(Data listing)
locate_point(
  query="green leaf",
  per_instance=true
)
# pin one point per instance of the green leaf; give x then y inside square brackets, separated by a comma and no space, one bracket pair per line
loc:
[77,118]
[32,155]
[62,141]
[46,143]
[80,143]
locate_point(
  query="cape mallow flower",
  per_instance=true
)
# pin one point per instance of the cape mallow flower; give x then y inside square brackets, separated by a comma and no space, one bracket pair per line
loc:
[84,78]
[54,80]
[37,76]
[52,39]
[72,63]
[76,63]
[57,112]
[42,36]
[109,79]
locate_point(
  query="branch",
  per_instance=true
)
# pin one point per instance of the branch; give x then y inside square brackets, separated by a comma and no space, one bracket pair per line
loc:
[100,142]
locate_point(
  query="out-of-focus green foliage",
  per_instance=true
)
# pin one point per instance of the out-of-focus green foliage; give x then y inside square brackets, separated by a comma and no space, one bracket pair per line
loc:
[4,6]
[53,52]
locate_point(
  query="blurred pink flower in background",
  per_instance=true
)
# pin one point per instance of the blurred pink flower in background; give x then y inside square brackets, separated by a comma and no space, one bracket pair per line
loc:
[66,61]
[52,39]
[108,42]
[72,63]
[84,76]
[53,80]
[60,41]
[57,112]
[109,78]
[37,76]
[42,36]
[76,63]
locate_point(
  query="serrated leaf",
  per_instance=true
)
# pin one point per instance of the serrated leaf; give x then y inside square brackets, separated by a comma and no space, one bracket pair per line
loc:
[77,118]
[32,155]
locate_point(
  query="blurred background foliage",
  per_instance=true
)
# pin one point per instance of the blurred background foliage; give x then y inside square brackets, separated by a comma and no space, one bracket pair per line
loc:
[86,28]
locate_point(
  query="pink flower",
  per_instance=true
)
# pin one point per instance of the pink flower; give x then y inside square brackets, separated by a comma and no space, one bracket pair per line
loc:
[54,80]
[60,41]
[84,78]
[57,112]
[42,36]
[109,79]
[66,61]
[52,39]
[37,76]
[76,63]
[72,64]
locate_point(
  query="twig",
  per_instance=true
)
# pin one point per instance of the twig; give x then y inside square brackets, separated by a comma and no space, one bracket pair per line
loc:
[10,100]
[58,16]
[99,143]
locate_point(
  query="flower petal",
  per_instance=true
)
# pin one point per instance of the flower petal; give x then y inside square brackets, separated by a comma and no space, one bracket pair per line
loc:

## Exercise:
How many lines of the material above contain the string "leaf", with case counting? Reply with the number alone.

## Response below:
4